Guest Post: How AI can offset the costs of hotel supply data duplication

Guest Post: How AI can offset the costs of hotel supply data duplication

Codegen software engineer Dasun Pubudumal unravels the complexities of hotel mapping

Dasun Pubudumal, a software engineer at travel technology supplier CodeGen explains the essential principles behind de-duping hotel supply in travel’s mixed and varied supply chain  

For tour operators that adopt a multi-supplier strategy for sourcing rooms, data management is still a major challenge.

This approach can cause duplication as the same accommodation is returned from direct sources, bed-banks and hotel switches in a single search.

Robust reconciliation and discrepancy detection is required to prevent miss-allocation which can have financial implications.

The hotel supply chain is varied and complex. Tour operators may have their own paper contracts loaded into a reservation system but may also source rates for the same hotel via third party API integrations to that reservation system with Expedia or Hotelbeds for instance.

When data is fed into a system from multiple sources, it’s essential to figure out where there are duplicates.

In most cases, there is no magic ID for properties to determine whether two properties are the same.

Although there are initiatives such as TTIcodes aiming to solve this issue, they are yet to be adopted by the wider market.

There are a range of typical attributes in your data that can be used to differentiate between multitudes of properties which can be categorised as follows:

  • Nomenclature-related attributes: Each hotel has a name, but note it may not be unique;
  • Location-related attributes: The position of the hotel, reflected by its address, position metrics (latitude, longitude). These also may not be unique given how each agency system represents addresses and the latitude/longitude combination may not be 100% accurate in each system;
  • Amenity-related attributes: Each hotel has its own amenities. These are far from unique;
  • Other attributes: These include contact information, star rating (4-star, 5-star, etc).

***

§ Given exercise 1
Convert the listing, from the line that contains "Can you see the wooden" through the end of the listing, into a Markdown table with the columns Row and Listing line. Leave out blank lines.
The article has no connection to the listing that comes after it.

§ Object pointing dataset rows
***

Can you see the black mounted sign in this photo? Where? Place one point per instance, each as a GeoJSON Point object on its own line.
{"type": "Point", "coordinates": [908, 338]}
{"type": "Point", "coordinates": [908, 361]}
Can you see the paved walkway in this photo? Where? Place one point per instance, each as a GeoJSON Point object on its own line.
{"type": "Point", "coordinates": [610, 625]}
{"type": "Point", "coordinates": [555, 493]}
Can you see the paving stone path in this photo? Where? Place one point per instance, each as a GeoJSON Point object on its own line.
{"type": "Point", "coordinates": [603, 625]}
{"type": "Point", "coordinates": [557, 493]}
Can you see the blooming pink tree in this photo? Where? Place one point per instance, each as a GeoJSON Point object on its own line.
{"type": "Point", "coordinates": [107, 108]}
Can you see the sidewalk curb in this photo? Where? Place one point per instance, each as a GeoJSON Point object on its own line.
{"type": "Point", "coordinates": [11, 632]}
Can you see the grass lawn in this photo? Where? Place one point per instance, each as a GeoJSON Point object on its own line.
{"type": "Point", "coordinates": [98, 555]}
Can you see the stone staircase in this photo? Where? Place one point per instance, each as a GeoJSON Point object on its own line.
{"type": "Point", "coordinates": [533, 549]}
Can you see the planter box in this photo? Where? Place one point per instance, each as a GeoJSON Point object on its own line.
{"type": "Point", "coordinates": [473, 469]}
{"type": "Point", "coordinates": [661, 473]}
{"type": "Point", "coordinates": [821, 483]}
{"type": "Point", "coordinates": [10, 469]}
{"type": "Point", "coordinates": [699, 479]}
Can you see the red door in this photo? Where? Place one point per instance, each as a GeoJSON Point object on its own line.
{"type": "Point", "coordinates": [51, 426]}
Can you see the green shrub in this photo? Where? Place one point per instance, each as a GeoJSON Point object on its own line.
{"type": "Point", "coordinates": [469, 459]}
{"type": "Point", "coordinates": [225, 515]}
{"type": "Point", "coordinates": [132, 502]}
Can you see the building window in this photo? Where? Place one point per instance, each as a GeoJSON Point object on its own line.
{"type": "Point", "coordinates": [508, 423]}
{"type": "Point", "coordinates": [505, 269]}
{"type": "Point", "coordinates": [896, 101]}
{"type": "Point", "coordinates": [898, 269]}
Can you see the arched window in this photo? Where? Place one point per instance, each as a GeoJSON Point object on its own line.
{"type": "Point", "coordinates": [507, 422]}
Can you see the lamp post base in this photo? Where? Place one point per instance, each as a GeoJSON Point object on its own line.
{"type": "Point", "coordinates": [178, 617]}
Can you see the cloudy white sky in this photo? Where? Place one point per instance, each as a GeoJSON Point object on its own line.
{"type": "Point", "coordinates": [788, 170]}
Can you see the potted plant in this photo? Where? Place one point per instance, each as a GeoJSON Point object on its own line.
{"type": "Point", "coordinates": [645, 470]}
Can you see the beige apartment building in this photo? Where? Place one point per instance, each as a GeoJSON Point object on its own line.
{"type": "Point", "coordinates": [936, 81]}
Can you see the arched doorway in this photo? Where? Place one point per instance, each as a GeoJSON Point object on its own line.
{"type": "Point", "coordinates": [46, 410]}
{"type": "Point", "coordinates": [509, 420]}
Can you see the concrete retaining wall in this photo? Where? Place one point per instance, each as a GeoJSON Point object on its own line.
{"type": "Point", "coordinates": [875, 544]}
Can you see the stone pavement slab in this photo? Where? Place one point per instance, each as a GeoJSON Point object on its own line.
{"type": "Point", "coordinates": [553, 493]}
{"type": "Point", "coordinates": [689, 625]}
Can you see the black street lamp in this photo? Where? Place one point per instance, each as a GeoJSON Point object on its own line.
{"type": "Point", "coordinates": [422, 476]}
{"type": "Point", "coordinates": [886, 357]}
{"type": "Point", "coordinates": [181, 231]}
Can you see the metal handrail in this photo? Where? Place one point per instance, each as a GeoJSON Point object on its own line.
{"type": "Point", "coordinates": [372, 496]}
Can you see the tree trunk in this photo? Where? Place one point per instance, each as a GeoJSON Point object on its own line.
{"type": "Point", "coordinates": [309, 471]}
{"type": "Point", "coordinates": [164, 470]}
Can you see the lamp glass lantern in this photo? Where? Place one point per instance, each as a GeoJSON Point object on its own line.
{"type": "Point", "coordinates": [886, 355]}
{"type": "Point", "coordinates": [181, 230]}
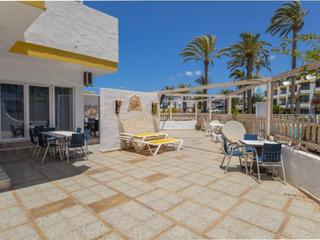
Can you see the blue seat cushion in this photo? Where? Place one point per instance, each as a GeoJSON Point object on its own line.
{"type": "Point", "coordinates": [235, 153]}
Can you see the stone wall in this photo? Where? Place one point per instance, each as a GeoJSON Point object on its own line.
{"type": "Point", "coordinates": [111, 124]}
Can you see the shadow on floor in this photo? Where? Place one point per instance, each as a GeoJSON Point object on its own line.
{"type": "Point", "coordinates": [24, 172]}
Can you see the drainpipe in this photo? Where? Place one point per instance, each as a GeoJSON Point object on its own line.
{"type": "Point", "coordinates": [229, 105]}
{"type": "Point", "coordinates": [269, 108]}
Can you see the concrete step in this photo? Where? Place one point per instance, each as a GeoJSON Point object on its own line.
{"type": "Point", "coordinates": [5, 181]}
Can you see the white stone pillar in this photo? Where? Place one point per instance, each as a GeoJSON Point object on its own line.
{"type": "Point", "coordinates": [196, 111]}
{"type": "Point", "coordinates": [229, 105]}
{"type": "Point", "coordinates": [210, 108]}
{"type": "Point", "coordinates": [269, 108]}
{"type": "Point", "coordinates": [170, 112]}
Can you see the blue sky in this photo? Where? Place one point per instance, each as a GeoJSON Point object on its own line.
{"type": "Point", "coordinates": [152, 34]}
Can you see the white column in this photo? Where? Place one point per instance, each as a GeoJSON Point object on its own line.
{"type": "Point", "coordinates": [170, 112]}
{"type": "Point", "coordinates": [269, 109]}
{"type": "Point", "coordinates": [229, 105]}
{"type": "Point", "coordinates": [210, 108]}
{"type": "Point", "coordinates": [52, 118]}
{"type": "Point", "coordinates": [26, 110]}
{"type": "Point", "coordinates": [196, 111]}
{"type": "Point", "coordinates": [78, 107]}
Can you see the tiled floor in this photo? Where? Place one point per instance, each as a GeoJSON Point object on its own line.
{"type": "Point", "coordinates": [175, 195]}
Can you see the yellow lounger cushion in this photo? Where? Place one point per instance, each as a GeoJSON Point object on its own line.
{"type": "Point", "coordinates": [142, 135]}
{"type": "Point", "coordinates": [164, 141]}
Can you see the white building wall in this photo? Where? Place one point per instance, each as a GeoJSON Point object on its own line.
{"type": "Point", "coordinates": [74, 27]}
{"type": "Point", "coordinates": [28, 71]}
{"type": "Point", "coordinates": [111, 124]}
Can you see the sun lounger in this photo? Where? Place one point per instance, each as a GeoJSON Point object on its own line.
{"type": "Point", "coordinates": [134, 140]}
{"type": "Point", "coordinates": [155, 145]}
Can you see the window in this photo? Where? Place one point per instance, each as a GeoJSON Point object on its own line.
{"type": "Point", "coordinates": [64, 108]}
{"type": "Point", "coordinates": [305, 86]}
{"type": "Point", "coordinates": [282, 102]}
{"type": "Point", "coordinates": [38, 106]}
{"type": "Point", "coordinates": [304, 99]}
{"type": "Point", "coordinates": [12, 111]}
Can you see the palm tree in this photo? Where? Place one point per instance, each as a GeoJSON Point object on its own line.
{"type": "Point", "coordinates": [167, 87]}
{"type": "Point", "coordinates": [225, 92]}
{"type": "Point", "coordinates": [201, 48]}
{"type": "Point", "coordinates": [202, 81]}
{"type": "Point", "coordinates": [238, 75]}
{"type": "Point", "coordinates": [184, 104]}
{"type": "Point", "coordinates": [289, 18]}
{"type": "Point", "coordinates": [248, 53]}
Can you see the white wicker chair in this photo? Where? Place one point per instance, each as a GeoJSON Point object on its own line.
{"type": "Point", "coordinates": [232, 131]}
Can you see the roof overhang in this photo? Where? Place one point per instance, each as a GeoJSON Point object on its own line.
{"type": "Point", "coordinates": [38, 51]}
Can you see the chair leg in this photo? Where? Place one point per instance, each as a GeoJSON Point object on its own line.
{"type": "Point", "coordinates": [157, 150]}
{"type": "Point", "coordinates": [87, 150]}
{"type": "Point", "coordinates": [258, 171]}
{"type": "Point", "coordinates": [180, 145]}
{"type": "Point", "coordinates": [223, 160]}
{"type": "Point", "coordinates": [34, 151]}
{"type": "Point", "coordinates": [246, 164]}
{"type": "Point", "coordinates": [227, 166]}
{"type": "Point", "coordinates": [45, 154]}
{"type": "Point", "coordinates": [38, 153]}
{"type": "Point", "coordinates": [67, 152]}
{"type": "Point", "coordinates": [283, 173]}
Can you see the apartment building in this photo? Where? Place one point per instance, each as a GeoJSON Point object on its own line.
{"type": "Point", "coordinates": [307, 92]}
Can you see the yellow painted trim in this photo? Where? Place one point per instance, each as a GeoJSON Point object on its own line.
{"type": "Point", "coordinates": [37, 4]}
{"type": "Point", "coordinates": [39, 51]}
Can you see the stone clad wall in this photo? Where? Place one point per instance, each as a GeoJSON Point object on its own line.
{"type": "Point", "coordinates": [112, 124]}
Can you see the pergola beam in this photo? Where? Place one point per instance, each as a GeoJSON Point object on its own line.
{"type": "Point", "coordinates": [194, 95]}
{"type": "Point", "coordinates": [255, 81]}
{"type": "Point", "coordinates": [291, 73]}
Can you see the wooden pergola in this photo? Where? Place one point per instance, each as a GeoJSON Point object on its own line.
{"type": "Point", "coordinates": [208, 97]}
{"type": "Point", "coordinates": [247, 84]}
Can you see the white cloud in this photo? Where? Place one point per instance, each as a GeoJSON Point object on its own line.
{"type": "Point", "coordinates": [197, 73]}
{"type": "Point", "coordinates": [188, 73]}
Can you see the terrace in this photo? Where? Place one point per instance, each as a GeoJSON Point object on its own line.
{"type": "Point", "coordinates": [174, 195]}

***

§ Given exercise 2
Rewrite the article on hotel data duplication from "When data is" up to and including "the wider market.", renaming "duplicates" to "repeated entries".

§ Exercise response 1
| Row | Listing line |
|---|---|
| 1 | Can you see the wooden pergola in this photo? Where? Place one point per instance, each as a GeoJSON Point object on its own line. |
| 2 | {"type": "Point", "coordinates": [208, 97]} |
| 3 | {"type": "Point", "coordinates": [247, 84]} |
| 4 | Can you see the white cloud in this photo? Where? Place one point per instance, each as a GeoJSON Point object on its own line. |
| 5 | {"type": "Point", "coordinates": [197, 73]} |
| 6 | {"type": "Point", "coordinates": [188, 73]} |
| 7 | Can you see the terrace in this photo? Where? Place one point per instance, each as a GeoJSON Point object on its own line. |
| 8 | {"type": "Point", "coordinates": [174, 195]} |

§ Exercise response 2
When data is fed into a system from multiple sources, it’s essential to figure out where there are repeated entries.

In most cases, there is no magic ID for properties to determine whether two properties are the same.

Although there are initiatives such as TTIcodes aiming to solve this issue, they are yet to be adopted by the wider market.